*TASK GOAL:* Print all the records below, word for word and in full.

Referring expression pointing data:
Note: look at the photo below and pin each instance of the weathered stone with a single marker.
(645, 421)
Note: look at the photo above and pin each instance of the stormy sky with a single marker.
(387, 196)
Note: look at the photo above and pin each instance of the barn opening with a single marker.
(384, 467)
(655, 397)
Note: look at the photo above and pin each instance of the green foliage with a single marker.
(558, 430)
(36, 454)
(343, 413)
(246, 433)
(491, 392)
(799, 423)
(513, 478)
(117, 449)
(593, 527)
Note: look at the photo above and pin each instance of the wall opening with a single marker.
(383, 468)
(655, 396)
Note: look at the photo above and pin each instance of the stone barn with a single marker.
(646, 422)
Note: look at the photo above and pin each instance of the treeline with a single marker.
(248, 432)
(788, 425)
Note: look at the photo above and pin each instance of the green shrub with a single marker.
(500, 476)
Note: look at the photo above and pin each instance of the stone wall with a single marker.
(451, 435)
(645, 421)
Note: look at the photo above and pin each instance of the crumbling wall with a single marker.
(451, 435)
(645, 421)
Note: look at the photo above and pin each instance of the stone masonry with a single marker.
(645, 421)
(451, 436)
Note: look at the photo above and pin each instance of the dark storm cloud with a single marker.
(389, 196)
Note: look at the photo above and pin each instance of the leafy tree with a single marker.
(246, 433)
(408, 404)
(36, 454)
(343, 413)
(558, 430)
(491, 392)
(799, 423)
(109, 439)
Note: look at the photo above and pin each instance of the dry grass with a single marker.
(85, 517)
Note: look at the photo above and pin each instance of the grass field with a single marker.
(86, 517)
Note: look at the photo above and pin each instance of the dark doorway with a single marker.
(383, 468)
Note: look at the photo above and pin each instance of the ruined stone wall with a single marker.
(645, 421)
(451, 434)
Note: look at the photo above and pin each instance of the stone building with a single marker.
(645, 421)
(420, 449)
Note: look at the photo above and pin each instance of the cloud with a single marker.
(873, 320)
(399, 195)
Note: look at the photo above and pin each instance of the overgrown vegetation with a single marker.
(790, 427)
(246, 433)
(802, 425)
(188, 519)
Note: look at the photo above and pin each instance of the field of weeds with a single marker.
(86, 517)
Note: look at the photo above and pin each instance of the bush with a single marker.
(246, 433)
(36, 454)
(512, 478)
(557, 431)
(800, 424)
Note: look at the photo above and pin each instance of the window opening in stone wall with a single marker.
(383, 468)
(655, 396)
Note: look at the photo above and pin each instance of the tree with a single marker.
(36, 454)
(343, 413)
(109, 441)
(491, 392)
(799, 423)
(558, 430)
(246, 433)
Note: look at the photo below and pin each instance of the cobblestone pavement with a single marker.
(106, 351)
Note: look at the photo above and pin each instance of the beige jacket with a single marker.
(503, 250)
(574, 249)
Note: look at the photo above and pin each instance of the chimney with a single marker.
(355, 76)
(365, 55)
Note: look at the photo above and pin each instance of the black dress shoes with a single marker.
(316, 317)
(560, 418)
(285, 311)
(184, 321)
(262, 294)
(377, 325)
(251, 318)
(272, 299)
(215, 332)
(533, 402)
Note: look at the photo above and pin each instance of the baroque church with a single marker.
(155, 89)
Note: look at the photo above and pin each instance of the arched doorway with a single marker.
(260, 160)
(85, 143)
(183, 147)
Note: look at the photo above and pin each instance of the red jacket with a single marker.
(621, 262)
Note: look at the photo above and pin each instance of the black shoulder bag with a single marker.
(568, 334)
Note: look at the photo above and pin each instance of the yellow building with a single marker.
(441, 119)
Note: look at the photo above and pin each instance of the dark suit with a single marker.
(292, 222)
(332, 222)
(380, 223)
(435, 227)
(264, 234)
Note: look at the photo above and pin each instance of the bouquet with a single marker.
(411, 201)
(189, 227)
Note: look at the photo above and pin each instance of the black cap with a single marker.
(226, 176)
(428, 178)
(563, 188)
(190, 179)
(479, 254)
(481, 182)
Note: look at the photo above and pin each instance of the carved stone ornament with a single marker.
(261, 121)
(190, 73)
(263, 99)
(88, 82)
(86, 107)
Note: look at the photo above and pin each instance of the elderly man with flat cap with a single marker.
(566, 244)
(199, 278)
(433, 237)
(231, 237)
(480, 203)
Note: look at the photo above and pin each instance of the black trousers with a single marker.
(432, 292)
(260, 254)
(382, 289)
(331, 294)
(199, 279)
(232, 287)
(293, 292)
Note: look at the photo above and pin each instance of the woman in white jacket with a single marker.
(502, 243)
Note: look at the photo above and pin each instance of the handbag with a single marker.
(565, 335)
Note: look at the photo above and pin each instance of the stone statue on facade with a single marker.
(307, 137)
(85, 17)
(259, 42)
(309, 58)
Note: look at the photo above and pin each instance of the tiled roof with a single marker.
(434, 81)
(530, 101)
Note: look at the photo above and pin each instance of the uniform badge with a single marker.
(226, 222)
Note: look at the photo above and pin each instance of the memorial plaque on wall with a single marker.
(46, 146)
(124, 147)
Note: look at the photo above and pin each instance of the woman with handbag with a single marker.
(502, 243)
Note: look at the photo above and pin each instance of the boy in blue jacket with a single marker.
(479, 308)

*SOLVED PROBLEM:*
Note: look at the photo below and pin each instance of the weathered stone with a single marker.
(645, 421)
Note: look at the photo above and pin each instance of the stormy sky with a single marker.
(387, 196)
Note: look at the photo above and pin each instance of the barn opening with a single marker.
(384, 467)
(655, 397)
Note: look at the photo above and pin each instance of the green foliage with a single marker.
(558, 430)
(36, 454)
(343, 413)
(246, 433)
(491, 392)
(799, 423)
(513, 478)
(117, 449)
(593, 527)
Note: look at the photo above and pin each instance of the wall opening with a single marker.
(383, 468)
(655, 396)
Note: look at the photo above and pin each instance of the stone barn with a single marker.
(646, 422)
Note: look at the photo above and pin each instance of the treeline with a single marker.
(248, 432)
(788, 425)
Note: look at the photo above and pin each instance of the green shrub with a single marker.
(500, 476)
Note: look at the photo above and pin each instance of the stone wall with a single marker.
(451, 435)
(645, 421)
Note: look at the photo above and pin each instance of the crumbling wall with a single marker.
(451, 435)
(645, 421)
Note: look at the photo above and pin each instance of the stone masonry with a single marker.
(645, 421)
(451, 436)
Note: look at the photo above and pin each instance of the dark storm cloud with a single marker.
(389, 196)
Note: look at the photo above and pin each instance of the leafy tree with a single marker.
(246, 433)
(408, 404)
(36, 454)
(343, 413)
(558, 430)
(491, 392)
(799, 423)
(109, 439)
Note: look at the photo above and pin each instance of the dry grass with a single marker.
(85, 517)
Note: look at the photo above and pin each instance of the grass field with a single marker.
(86, 517)
Note: look at the photo above and pin each instance of the dark doorway with a single marker.
(383, 468)
Note: look at the photo above and pin each instance of the ruined stone wall with a single marker.
(645, 421)
(451, 434)
Note: look at the photo above and pin each instance of the stone building with a single marker.
(645, 421)
(420, 449)
Note: look at the photo above and pin each instance of the cloud with a single marker.
(873, 320)
(399, 195)
Note: look at the photo above and pin each instance of the overgrown vegetation with a single marker.
(790, 427)
(246, 433)
(802, 425)
(188, 519)
Note: look at the photo above and pin each instance of the field of weeds with a single marker.
(86, 517)
Note: look at the photo above and pin each instance of the bush with a single marker.
(246, 433)
(36, 454)
(512, 478)
(557, 431)
(800, 424)
Note: look at the photo above and pin each instance of the window opening in stone wall with a single marker.
(383, 468)
(655, 396)
Note: look at the photo above and pin each instance of the tree with a single marker.
(36, 454)
(343, 413)
(109, 441)
(491, 392)
(799, 423)
(558, 430)
(246, 433)
Note: look at the photo below and pin each instance of the cobblestone pavement with a single marker.
(106, 351)
Note: look at the photo above and pin each instance of the beige jacket with a single marker.
(503, 250)
(574, 249)
Note: look at the photo above and pin each instance of the chimney with a single marker.
(355, 76)
(365, 55)
Note: look at the photo above and pin each instance of the black dress shoes with a single marker.
(316, 317)
(560, 418)
(285, 311)
(184, 321)
(262, 294)
(377, 325)
(251, 318)
(272, 299)
(215, 332)
(533, 402)
Note: look at the photo above and pin each instance of the baroque church with a single marker.
(155, 89)
Note: look at the photo above and pin each instance of the arched doorway with a single marker.
(260, 160)
(85, 143)
(183, 147)
Note: look at the photo above and pin each instance of the red jacket with a single marker.
(621, 262)
Note: look at the photo above and pin each instance of the black shoulder bag with a single marker.
(568, 334)
Note: look at the photo above and pin each instance of the yellow building with a single marker.
(441, 119)
Note: look at the photo above and pin each instance of the dark suit with a single marker.
(292, 222)
(332, 222)
(380, 223)
(435, 227)
(264, 234)
Note: look at the photo above and pin each instance of the bouquet with a single marker.
(411, 201)
(189, 227)
Note: look at the photo above and pin each instance of the black cap with a single marker.
(226, 176)
(428, 178)
(563, 188)
(190, 179)
(479, 254)
(481, 182)
Note: look at the photo above and pin each instance of the carved stone ornament with a single marker.
(261, 121)
(190, 73)
(263, 99)
(88, 82)
(86, 107)
Note: look at the photo above and pin each instance of the elderly man with flat cap with a single marker.
(566, 244)
(199, 278)
(433, 237)
(231, 237)
(480, 203)
Note: look at the photo above and pin each instance of the black trousers with a single marker.
(432, 292)
(260, 254)
(382, 289)
(331, 294)
(199, 279)
(232, 287)
(293, 292)
Note: look at the photo above and pin each instance of the woman in white jacket with a single marker.
(502, 243)
Note: look at the photo above and pin each instance of the handbag with a single marker.
(565, 335)
Note: look at the photo above and pin each instance of the stone statue on facade with a single marker.
(307, 137)
(85, 17)
(259, 42)
(309, 58)
Note: look at the photo above and pin each instance of the tiled roof with a single marker.
(434, 81)
(530, 101)
Note: look at the photo above and pin each instance of the uniform badge with a single marker.
(226, 222)
Note: look at the photo above and pin each instance of the memorial plaque on wall with a single marker.
(46, 146)
(124, 147)
Note: look at the photo above and pin each instance of the woman with handbag with a single marker.
(502, 243)
Note: look at the photo above and pin each instance of the boy in blue jacket with a single marker.
(479, 308)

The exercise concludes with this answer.